▸ Page excerpt:
────────

Heya all!

I have updated KIP-950. A list of what I have updated is:

* Explicitly state that Zookeeper-backed clusters will have ENABLED ->
DISABLING -> DISABLED while KRaft-backed clusters will only have ENABLED ->
DISABLED
* Added two configurations for the new thread pools and explained where
values will be picked-up mid Kafka version upgrade
* Explained how leftover remote partitions will be scheduled for deletion
* Updated the API to use StopReplica V5 rather than a whole new
controller-to-broker API
* Explained that the disablement procedure will be triggered by the
controller listening for an (Incremental)AlterConfig change
* Explained that we will first move log start offset and then issue a
deletion
* Went into more details that changing remote.log.disable.policy after
disablement won't do anything and that if a customer would like additional
data deleted they would have to use already existing methods

Let me know if there are any new comments or I have missed something!

Best,
Christo

On Mon, 15 Apr 2024 at 12:40, Christo Lolov <christolo...@gmail.com> wrote:

> Heya Doguscan,
>
> I believe that the state of the world after this KIP will be the following:
>
> For Zookeeper-backed clusters there will be 3 states: ENABLED, DISABLING
> and DISABLED. We want this because Zookeeper-backed clusters will await a
> confirmation from the brokers that they have indeed stopped tiered-related
> operations on the topic.
>
> For KRaft-backed clusters there will be only 2 states: ENABLED and
> DISABLED. KRaft takes a fire-and-forget approach for topic deletion. I
> believe the same approach ought to be taken for tiered topics. The
> mechanism which will ensure that leftover state in remote due to failures
> is cleaned up to me is the retention mechanism. In today's code, a leader
> deletes all segments it finds in remote with offsets below the log start
> offset. I believe this will be good enough for cleaning up leftover state
> in remote due to failures.
>
> I know that quite a few changes have been discussed so I will aim to put
> them on paper in the upcoming days and let everyone know!
>
> Best,
> Christo
>
> On Tue, 9 Apr 2024 at 14:49, Doğuşcan Namal <namal.dogus...@gmail.com>
> wrote:
>
>> +1 let's not introduce a new api and mark it immediately as deprecated :)

────────

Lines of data
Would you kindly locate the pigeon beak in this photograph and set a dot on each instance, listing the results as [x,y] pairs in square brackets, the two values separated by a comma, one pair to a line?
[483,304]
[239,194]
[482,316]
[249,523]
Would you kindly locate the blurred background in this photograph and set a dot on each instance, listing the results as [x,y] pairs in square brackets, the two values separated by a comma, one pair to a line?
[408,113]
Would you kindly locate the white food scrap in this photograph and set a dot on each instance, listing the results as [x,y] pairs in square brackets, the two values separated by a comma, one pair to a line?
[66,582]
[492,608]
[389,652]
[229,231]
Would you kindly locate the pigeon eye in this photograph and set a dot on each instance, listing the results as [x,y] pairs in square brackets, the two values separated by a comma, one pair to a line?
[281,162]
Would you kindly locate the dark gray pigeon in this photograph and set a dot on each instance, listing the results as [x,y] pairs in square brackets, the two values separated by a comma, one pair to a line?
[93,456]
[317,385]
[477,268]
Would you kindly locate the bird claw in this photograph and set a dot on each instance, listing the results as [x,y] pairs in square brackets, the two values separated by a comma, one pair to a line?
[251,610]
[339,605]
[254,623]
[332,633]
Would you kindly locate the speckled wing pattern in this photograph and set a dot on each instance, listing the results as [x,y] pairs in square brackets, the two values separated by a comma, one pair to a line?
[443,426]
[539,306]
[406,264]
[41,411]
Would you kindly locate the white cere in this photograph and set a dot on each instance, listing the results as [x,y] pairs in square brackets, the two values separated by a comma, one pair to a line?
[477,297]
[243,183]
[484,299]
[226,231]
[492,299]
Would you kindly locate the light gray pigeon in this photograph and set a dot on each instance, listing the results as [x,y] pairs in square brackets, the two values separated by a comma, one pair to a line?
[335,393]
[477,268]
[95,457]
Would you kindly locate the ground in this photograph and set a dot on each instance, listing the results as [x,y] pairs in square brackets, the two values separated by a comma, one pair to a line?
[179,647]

────────

▸ Goals:
a) Using the KIP-950 thread, list every update Christo says he made to KIP-950.
b) According to the KIP-950 thread, why will Zookeeper-backed clusters have a DISABLING state?

▸ The answers:
a)
1. Stated explicitly that Zookeeper-backed clusters will go ENABLED -> DISABLING -> DISABLED, while KRaft-backed clusters will go only ENABLED -> DISABLED.
2. Added two configurations for the new thread pools and explained where values will be picked up mid Kafka version upgrade.
3. Explained how leftover remote partitions will be scheduled for deletion.
4. Updated the API to use StopReplica V5 rather than a whole new controller-to-broker API.
5. Explained that the disablement procedure will be triggered by the controller listening for an (Incremental)AlterConfig change.
6. Explained that the log start offset will be moved first and a deletion issued after.
7. Went into more detail that changing remote.log.disable.policy after disablement won't do anything, and that a customer wanting additional data deleted would have to use already existing methods.

b) Zookeeper-backed clusters will wait for confirmation from the brokers that they have actually stopped tiered-related operations on the topic. The DISABLING state covers that waiting period before the cluster reaches DISABLED.